**Reading passage:**
↓

CRISPIN CALDERON, ET AL., PLAINTIFFS,
v.
JIM WITVOET, SR., ET AL., DEFENDANTS.



The opinion of the court was delivered by: Baker, Chief Judge.

  ORDER

This is an action brought by a group of migrant farm workers against the owners of a Kankakee County, Illinois, farm where those workers performed seasonal agricultural work from 1983 to 1988. The complaint is in four counts. Count One seeks relief under the Migrant And Seasonal Agricultural Worker Protection Act, 29 U.S.C. § 1801-1872 (1985 & Supp. 1991) ("AWPA"). Count Two is a pendent state claim under the Illinois Wage Payment And Collection Act, Ill.Rev.Stat. ch. 48, pars. 39m-1-39m-15 (1986 & Supp. 1990) ("IWPCA"). Count Three alleges violations of the Federal Insurance Contributions Act, 26 U.S.C. § 3101-3128 (1989 & Supp. 1991) ("FICA"). Finally, Count Four seeks relief under the Fair Labor Standards Act, 29 U.S.C. § 201-219 (1978 & Supp. 1991) ("FLSA"). Counts I, II, and III are class actions, while Count IV is brought by the individually named plaintiffs.

The plaintiffs claim that the defendants violated their rights in a variety of ways. Among other things, the plaintiffs claim that the defendants did not keep adequate employment records, did not provide adequate housing for the plaintiffs, did not comply with both federal and state law in withholding certain portions of their hourly paychecks, failed to acquire required insurance coverage on farm equipment, and failed to provide them with required information concerning the terms of their employment. The plaintiffs have moved for partial summary judgment on two of the four counts and for summary judgment on the remaining two counts of their complaint. The defendants have submitted a late response to the plaintiffs' motions, in addition to asserting several affirmative defenses.

Count One

This count alleges violations of the AWPA. Specifically, the plaintiffs claim that the defendants failed to maintain pay records as required by the statute and violated the posting and transportation requirements of the statute. The defendants have responded to these allegations and have asserted that their status as a family farm exempts them from compliance with the statute.

Dealing first with the defendants' affirmative defense, the AWPA exempts family owned and operated farms from its requirements. Such an exemption belongs to

  [a]ny individual who engages in a farm labor
  contracting activity on behalf of a farm . . .

↑

**Exercise tasks:**
A. Please say whether each statement agrees with the court order on the migrant farm workers' suit, answering yes or no and quoting the words of the order that decide it: (i) the workers did seasonal farm work on the defendants' farm from 1983 to 1988; (ii) all four counts of the complaint are class actions; (iii) the defendants answered the plaintiffs' motions on time.
B. Write the next part of the court order on the migrant farm workers' suit, picking up right after its last words.

**Data segment:**
↓

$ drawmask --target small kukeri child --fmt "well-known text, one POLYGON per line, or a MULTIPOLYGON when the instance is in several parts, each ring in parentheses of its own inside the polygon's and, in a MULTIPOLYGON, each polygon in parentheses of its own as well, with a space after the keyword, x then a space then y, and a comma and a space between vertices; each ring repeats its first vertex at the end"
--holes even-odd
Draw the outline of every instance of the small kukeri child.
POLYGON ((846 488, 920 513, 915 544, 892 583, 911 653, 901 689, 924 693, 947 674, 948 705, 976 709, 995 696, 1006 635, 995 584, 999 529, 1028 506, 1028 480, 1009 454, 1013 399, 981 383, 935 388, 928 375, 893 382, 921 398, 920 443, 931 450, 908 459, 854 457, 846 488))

↑

**Responses:**
A.
(i) Yes: "performed seasonal agricultural work from 1983 to 1988."
(ii) No: "Counts I, II, and III are class actions, while Count IV is brought by the individually named plaintiffs."
(iii) No: "The defendants have submitted a late response to the plaintiffs' motions"

B.
  which is owned or operated exclusively by such
  individual or an immediate family member of such
  individual, if such activities are performed only
  for such operation and exclusively by such
  individual or an immediate family member . . .
  29 U.S.C. § 1803(a)(1). "Farm labor contracting activity" is defined as "recruiting, soliciting, hiring, employing, furnishing, or transporting any migrant or seasonal agricultural worker." Id. at § 1802(6). Although few cases have construed this provision, the Sixth Circuit has held that where the evidence demonstrates that a non-family member performed any farm labor contracting activity, the exemption does not apply. Bueno v. Mattner, 829 F.2d 1380, 1383-84 (6th Cir. 1987); cf. Alvarez v. Joan of Arc, Inc., 658 F.2d 1217, 1221 (7th Cir. 1981) (under AWPA's predecessor statute, proof that defendant occasionally solicited workers for non-family farm destroys exemption).

The defendants claim that they fall under this exemption. They argue that the evidence indicates that their farm is owned and operated by family members for the exclusive benefit of the family. They also claim that the evidence indicates that any "farm labor contracting activity" on the farm was performed exclusively by the Witvoets. Thus, the defendants argue that they are exempt from the AWPA's provisions, and they seek a judgment from the court saying so.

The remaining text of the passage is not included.